### CONSEGNA 1
Nel testo sulla non tassazione della perdita di lavoro dipendente, perché l'atto non rientra nel campo delle liberalità quando l'imprenditore ottiene il licenziamento del lavoratore contro una somma di denaro?
### CONSEGNA 2
Prosegui il testo sulla non tassazione della perdita di lavoro dipendente dopo l'ultima frase riportata.

### ESTRATTO DELLA PAGINA
******
UN ITINERARIO INTERPRETATIVO PER LA NON TASSAZIONE DELLA PERDITA DI LAVORO DIPENDENTE
(dott. Raimondo Olmo)

E' il caso di un lavoratore che acconsente ad interrompere definitivamente il rapporto di lavoro per venire incontro ad esigenze di ristrutturazione aziendale, dettate peraltro da una difficile congiuntura economica, ricevendo una somma di denaro.
Si discute se tale somma debba essere sottoposta a tassazione come reddito di lavoro dipendente, alla luce delle norme del TUIR.

Bisogna preliminarmente considerare che il legislatore tributario ha dato una definizione di reddito di lavoro dipendente di tipo omnicomprensiva (v. art. 46 - art 48 tuir), stabilendo poi specifiche deroghe al principio della totale tassabilità, prevedendo cioè che alcuni componenti non concorrono a formare il reddito o vi concorrono soltanto in parte.
Partendo quindi dal presupposto che la somma percepita dal lavoratore è, in via di principio, imponibile, resta da valutare la possibilità di considerarla come un componente che non concorre a formare il reddito.
Tale potrebbe essere la liberalità erogata al dipendente, che ad alcune condizioni, è sottratta dalla tassazione.
Prima, però, di addentrarci nella legislazione tributaria, che compiutamente definisce quali atti devono considerarsi di liberalità, è necessario stabilire se sussiste la causa dell'atto di liberalità, se l'imprenditore ha cioè elargito la somma di denaro con l'animus donandi, che è "la ragione giustificatrice dell'attribuzione, fatta senza precedente obbligo e senza quello scambio che costituisce il più frequente e più forte impulso al trasferimento dei diritti…"(1)
Ebbene, bisogna subito e semplicemente rilevare che, se l'imprenditore ha ottenuto il licenziamento del lavoratore contro una somma di denaro, l'atto non rientra nel campo delle liberalità:(2) le azioni delle parti sono reciprocamente condizionate.
******
(Estratti di dati dei riquadri di delimitazione)
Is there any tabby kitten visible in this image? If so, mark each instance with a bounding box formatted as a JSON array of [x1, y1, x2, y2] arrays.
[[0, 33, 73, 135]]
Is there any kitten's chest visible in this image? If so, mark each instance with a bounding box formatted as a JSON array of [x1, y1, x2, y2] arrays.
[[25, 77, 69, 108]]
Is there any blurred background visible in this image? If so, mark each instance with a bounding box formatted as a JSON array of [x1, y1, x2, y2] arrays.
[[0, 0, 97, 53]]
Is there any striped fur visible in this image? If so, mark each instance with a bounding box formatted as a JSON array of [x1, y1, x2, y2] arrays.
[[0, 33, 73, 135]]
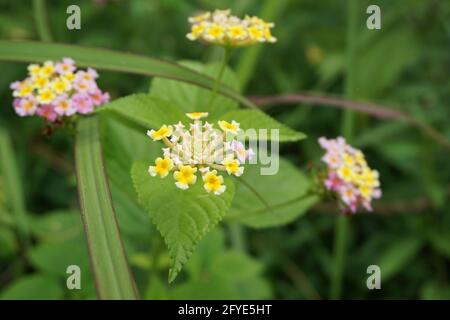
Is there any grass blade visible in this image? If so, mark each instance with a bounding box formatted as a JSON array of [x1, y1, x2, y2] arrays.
[[75, 117, 137, 299], [0, 40, 255, 108]]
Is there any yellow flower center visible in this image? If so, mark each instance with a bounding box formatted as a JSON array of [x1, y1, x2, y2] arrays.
[[23, 101, 34, 110], [203, 170, 223, 192], [208, 25, 223, 39], [186, 112, 208, 120], [228, 26, 245, 39]]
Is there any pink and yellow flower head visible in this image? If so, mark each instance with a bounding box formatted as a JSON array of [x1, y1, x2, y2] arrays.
[[147, 112, 254, 195], [10, 58, 109, 122], [319, 137, 381, 213], [187, 10, 276, 47]]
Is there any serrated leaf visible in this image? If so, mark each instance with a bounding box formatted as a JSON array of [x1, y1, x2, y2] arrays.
[[97, 93, 186, 133], [376, 237, 424, 281], [0, 40, 255, 107], [428, 231, 450, 258], [101, 114, 156, 238], [131, 162, 234, 282], [150, 61, 239, 116], [29, 234, 91, 279], [169, 228, 271, 299], [227, 158, 318, 228], [219, 109, 306, 142], [30, 210, 82, 241]]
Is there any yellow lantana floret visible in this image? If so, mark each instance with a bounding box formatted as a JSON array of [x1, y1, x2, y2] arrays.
[[52, 79, 71, 94], [27, 64, 41, 77], [337, 166, 354, 182], [203, 170, 226, 195], [33, 76, 48, 90], [40, 61, 55, 78], [223, 158, 244, 177], [148, 158, 173, 178], [186, 112, 208, 120], [228, 26, 247, 40], [37, 89, 56, 104], [206, 23, 225, 40], [218, 120, 240, 134], [147, 125, 173, 141], [173, 165, 197, 190]]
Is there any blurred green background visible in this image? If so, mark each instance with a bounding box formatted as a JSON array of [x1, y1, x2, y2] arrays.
[[0, 0, 450, 299]]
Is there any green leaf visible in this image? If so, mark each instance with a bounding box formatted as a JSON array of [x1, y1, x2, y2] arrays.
[[376, 237, 424, 281], [227, 158, 318, 228], [98, 94, 186, 130], [0, 274, 63, 300], [0, 128, 29, 246], [0, 226, 18, 259], [0, 40, 255, 107], [29, 234, 91, 279], [101, 114, 156, 238], [420, 280, 450, 300], [215, 110, 306, 142], [75, 117, 137, 299], [131, 162, 234, 282], [150, 61, 239, 116], [428, 230, 450, 259]]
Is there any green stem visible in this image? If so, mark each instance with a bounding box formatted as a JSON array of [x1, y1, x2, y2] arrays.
[[229, 223, 247, 252], [330, 0, 358, 299], [75, 116, 137, 300], [33, 0, 52, 42], [206, 47, 231, 111]]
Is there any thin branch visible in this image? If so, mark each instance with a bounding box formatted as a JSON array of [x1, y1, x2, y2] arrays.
[[249, 93, 450, 149]]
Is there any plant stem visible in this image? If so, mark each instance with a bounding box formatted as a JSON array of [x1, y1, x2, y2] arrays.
[[206, 47, 231, 111], [228, 223, 247, 252], [0, 128, 29, 249], [330, 0, 358, 299], [33, 0, 52, 42], [75, 116, 137, 300]]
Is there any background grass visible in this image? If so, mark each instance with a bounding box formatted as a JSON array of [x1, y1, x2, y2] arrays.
[[0, 0, 450, 299]]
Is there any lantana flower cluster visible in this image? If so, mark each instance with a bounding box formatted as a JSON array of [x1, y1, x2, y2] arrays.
[[319, 137, 381, 213], [187, 10, 277, 47], [147, 112, 254, 195], [10, 58, 109, 122]]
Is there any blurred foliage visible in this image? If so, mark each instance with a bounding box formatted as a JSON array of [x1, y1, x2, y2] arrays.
[[0, 0, 450, 299]]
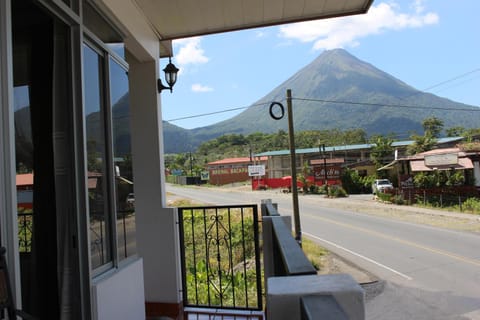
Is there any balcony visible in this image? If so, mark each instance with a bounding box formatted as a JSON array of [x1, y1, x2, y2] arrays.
[[18, 200, 365, 320], [179, 200, 365, 320]]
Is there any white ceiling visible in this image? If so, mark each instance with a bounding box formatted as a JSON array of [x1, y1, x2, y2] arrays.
[[134, 0, 373, 40]]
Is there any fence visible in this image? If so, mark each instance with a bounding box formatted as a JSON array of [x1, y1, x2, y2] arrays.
[[178, 205, 262, 310], [398, 186, 480, 211]]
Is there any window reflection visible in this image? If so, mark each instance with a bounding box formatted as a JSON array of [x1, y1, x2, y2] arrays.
[[110, 59, 137, 260], [83, 45, 112, 269]]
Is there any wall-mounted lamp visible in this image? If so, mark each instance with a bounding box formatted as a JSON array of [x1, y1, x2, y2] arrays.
[[157, 57, 178, 93]]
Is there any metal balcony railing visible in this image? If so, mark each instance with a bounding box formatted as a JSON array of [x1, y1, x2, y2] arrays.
[[178, 205, 262, 310], [262, 200, 364, 320]]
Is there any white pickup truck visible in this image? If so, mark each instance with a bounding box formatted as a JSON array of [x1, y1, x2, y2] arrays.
[[372, 179, 393, 194]]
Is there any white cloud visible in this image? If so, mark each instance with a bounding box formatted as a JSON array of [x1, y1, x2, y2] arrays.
[[192, 83, 213, 92], [174, 37, 209, 66], [280, 0, 439, 50]]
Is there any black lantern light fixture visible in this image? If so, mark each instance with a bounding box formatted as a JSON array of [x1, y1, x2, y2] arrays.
[[157, 57, 178, 93]]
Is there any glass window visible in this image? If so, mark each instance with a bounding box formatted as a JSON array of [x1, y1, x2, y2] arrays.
[[83, 45, 112, 269], [110, 58, 137, 260]]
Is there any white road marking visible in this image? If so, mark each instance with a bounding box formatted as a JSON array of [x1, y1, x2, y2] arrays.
[[303, 232, 413, 280]]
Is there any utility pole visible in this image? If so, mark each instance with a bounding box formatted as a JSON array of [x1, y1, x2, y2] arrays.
[[287, 89, 302, 246], [322, 144, 328, 197], [188, 152, 193, 177]]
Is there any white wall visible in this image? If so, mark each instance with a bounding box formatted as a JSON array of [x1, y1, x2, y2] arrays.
[[473, 161, 480, 187], [92, 259, 146, 320]]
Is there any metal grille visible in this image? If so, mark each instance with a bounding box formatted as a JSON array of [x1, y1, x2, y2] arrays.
[[178, 205, 262, 310]]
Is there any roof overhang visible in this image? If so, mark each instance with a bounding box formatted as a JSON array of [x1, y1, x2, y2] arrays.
[[134, 0, 373, 40]]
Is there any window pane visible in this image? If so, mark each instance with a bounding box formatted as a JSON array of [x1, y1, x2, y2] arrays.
[[13, 85, 34, 253], [110, 59, 137, 260], [83, 45, 112, 269]]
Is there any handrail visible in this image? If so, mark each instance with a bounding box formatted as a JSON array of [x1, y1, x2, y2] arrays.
[[300, 295, 348, 320], [262, 200, 317, 276], [272, 217, 317, 276]]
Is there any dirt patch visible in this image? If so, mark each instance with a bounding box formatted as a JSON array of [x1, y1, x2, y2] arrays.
[[318, 252, 379, 284]]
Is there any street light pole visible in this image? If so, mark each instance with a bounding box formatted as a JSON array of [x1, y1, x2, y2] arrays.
[[189, 152, 193, 177], [322, 144, 328, 197], [287, 89, 302, 246]]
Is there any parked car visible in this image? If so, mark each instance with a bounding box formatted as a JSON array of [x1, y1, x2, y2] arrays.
[[372, 179, 393, 194], [125, 193, 135, 207]]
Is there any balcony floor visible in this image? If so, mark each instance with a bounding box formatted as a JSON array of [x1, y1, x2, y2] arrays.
[[184, 308, 265, 320]]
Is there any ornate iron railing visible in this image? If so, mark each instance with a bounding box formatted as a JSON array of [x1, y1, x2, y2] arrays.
[[17, 212, 33, 252], [178, 205, 262, 310]]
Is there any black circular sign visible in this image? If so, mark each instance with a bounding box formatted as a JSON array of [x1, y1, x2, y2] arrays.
[[269, 102, 285, 120]]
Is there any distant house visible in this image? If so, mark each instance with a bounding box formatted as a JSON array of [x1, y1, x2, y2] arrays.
[[378, 147, 480, 188], [16, 173, 33, 211], [255, 137, 464, 188], [207, 157, 267, 185]]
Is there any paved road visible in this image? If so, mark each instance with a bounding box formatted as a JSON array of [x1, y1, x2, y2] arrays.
[[167, 186, 480, 319]]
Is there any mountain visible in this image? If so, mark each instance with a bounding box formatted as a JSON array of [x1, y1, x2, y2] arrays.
[[187, 49, 480, 145]]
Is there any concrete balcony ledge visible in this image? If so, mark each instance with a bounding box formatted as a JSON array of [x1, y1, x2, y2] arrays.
[[267, 274, 365, 320]]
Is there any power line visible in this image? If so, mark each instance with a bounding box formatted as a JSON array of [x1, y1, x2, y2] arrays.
[[292, 98, 480, 112], [422, 68, 480, 91], [166, 68, 480, 122]]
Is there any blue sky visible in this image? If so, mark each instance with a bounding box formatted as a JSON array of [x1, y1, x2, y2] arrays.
[[160, 0, 480, 129]]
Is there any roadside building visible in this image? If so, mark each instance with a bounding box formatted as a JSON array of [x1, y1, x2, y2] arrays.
[[255, 137, 464, 188]]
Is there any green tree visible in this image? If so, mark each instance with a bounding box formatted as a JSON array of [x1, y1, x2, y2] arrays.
[[370, 135, 394, 169], [422, 117, 443, 138], [407, 117, 443, 155]]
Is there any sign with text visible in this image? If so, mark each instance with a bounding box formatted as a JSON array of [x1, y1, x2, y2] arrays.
[[248, 164, 265, 177], [200, 171, 210, 181], [425, 153, 458, 167], [313, 165, 342, 181]]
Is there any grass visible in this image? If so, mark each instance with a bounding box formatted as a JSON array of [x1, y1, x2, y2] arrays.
[[302, 237, 328, 270]]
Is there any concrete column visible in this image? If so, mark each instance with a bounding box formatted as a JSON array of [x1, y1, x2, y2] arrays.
[[127, 56, 181, 310]]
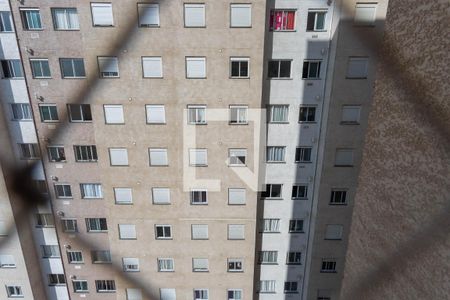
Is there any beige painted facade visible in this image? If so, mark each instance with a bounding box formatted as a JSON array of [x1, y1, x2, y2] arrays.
[[12, 0, 265, 299]]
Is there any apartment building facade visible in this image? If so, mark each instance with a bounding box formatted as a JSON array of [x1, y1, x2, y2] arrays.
[[5, 1, 265, 299], [0, 0, 69, 299], [2, 0, 386, 300]]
******
### RISPOSTA SCRITTA 1
Perché le azioni delle parti sono reciprocamente condizionate.

### RISPOSTA SCRITTA 2
Esso comunque deve valutarsi come un atto utile all'organizzazione aziendale, finalizzato alla realizzazione del ridimensionamento della forza lavoro, ad avviare il lavoratore fuori dell'impresa, ma in modo da non creare attriti e contese tra le parti: è l'indennizzo del danno provocato al lavoratore per la perdita dell'attività.

Può così intendersi quella somma versata a titolo di risarcimento di un danno per andare all'articolo 6 dpr 917/86, secondo cui " i proventi conseguiti in sostituzione di redditi, anche per effetto di cessione dei relativi crediti, e le indennità conseguite, anche in forma assicurativa, a titolo di risarcimento di danni consistenti nella perdita di redditi, esclusi quelli dipendenti da invalidità permanente o da morte, costituiscono redditi della stessa categoria di quelli sostituiti o perduti."
E' evidente che deve valutarsi se la somma erogata al lavoratore dipendente sia effettivamente legata ad una perdita di redditi.
Ora, secondo un'attenta interpretazione del fatto , può sostenersi che non c'è legame tra risarcimento del danno e reddito, essendo il risarcimento slegato dal lucro cessante, cioè dal reddito che il lavoratore avrebbe percepito in futuro se non fosse stato interrotto il rapporto, mentre è esclusivamente correlato al danno emergente.
Ed infatti, il lavoratore non rivendica un'improbabile e discutibile attualizzazione dei redditi futuri, che avrebbe potuto chiedere in un caso di licenziamento illegittimo; così la somma sarebbe stata attratta a tassazione, rientrando nella previsione dell'articolo 6 dpr 917/86 di "risarcimento di danni consistenti nella perdita di redditi". Ma il licenziamento illegittimo non è, avendolo il lavoratore, con un comportamento contrattuale, pienamente avallato.
Correttamente il SECIT, nella relazione sull'attività svolta nell'anno 1991, ha ritenuto di tassare le somme erogate per transazioni per cause di lavoro, stipulate in sede giudiziaria o davanti a commissioni provinciali di conciliazioni, in ottemperanza al comma 2 dell'articolo 6 Tuir, "non essendo dubbio nella generalità dei casi il loro effettivo carattere di proventi conseguiti in sostituzione di redditi di lavoro subordinato o parasubordinato o di indennità conseguita a titolo di risarcimenti consistenti nella perdita di redditi, già maturati o maturandi (lucro cessante)".
Ma, il legame tra somma versata dall'imprenditore al lavoratore e reddito (lucro cessante), maturato o maturando, nel caso concreto, non esiste, e così non è stato oggetto di valutazione delle parti, versandosi esclusivamente nel campo del risarcimento del danno emergente.(3)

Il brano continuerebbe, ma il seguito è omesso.